DATA EXTRACT:

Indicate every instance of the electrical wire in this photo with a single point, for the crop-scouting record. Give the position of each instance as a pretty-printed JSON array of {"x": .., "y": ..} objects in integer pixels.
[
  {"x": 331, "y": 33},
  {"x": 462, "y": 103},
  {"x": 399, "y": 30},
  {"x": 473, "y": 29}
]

WHAT NEEDS TO BE DONE:
Copy each of the entries above word for word, keeping every line as it stands.

OUTPUT OF THE TASK:
Indicate every instance of the electrical wire in this photo with a single point, for the crop-scouting record. Give the position of each instance as a pretty-printed JSON array of {"x": .., "y": ..} objects in integer pixels.
[
  {"x": 331, "y": 33},
  {"x": 462, "y": 103},
  {"x": 399, "y": 30},
  {"x": 473, "y": 29}
]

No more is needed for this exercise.